▶ **DOCUMENT EXTRACT**:
It would mean a event without a cause and I don't see why that is
more illogical that a event with a cause.
An event without a cause/reason, is no better than creationism. It is
a way of saying "don't ask", unless you can explain why it has to be
so (and get some meta-reason for absence of cause/reason, like we have
for the natural numbers).
> If mechanism is correct, physics becomes independent of the choice
of the fundamental level,
Choice of the fundamental level? There can only be one fundamental
level, or none at all.
Up to a recursive isomorphism. With mechanism, physics is retrievable
by the postulation of any mathematical Turing universal system. The
laws of physics and consciousness are independent of the choice of
that universal system, and we have to explain why some seems to be
statistically winning, like the quantum machinery.
> for the numbers (or the first order specification of a universal
system) I can prove we cannot derive it from something simpler.[...]
I can't find something more fundamental than the natural numbers
OK then numbers are fundamental, and the lifeblood of computers are
those very same numbers, so if asked how computers produce
consciousness there may be nothing to say except that's just what
numbers do.
Why? On the contrary, you can explain, by using only the laws of
addition and multiplication, why and how some numbers (the relatively
universal one) discover both matter and consciousness when
introspecting themselves, and this in a so precise way that it makes
the number physics comparable with the observations.
> actual QM (à-la Everett/Deutsch) assumes computationalism and the
SWE. But computationalism has to explain the SWE.

▶ **WHAT IS ASKED**:
**A)** Answer these questions using the discussion excerpt:
(i) What is an event without a cause or reason said to be no better than?
(ii) Which laws are said to be enough to explain how some numbers discover both matter and consciousness?
(iii) What does actual QM (à-la Everett/Deutsch) assume?
**B)** Echo everything in the discussion excerpt from "An event without" down to "none at all.".
The items come from a separate source.

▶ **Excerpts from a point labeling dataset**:
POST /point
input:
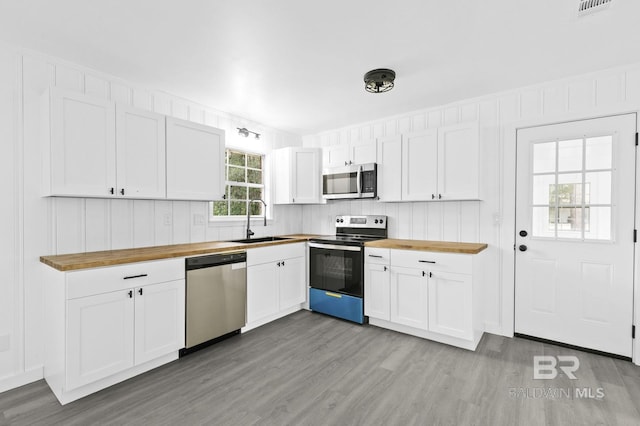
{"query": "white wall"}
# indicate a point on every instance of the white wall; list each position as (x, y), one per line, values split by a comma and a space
(490, 220)
(32, 226)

▶ **SOLUTIONS TO THE PROBLEMS**:
**A)**
(i) Creationism.
(ii) The laws of addition and multiplication.
(iii) Computationalism and the SWE.

**B)**
An event without a cause/reason, is no better than creationism. It is
a way of saying "don't ask", unless you can explain why it has to be
so (and get some meta-reason for absence of cause/reason, like we have
for the natural numbers).
> If mechanism is correct, physics becomes independent of the choice
of the fundamental level,
Choice of the fundamental level? There can only be one fundamental
level, or none at all.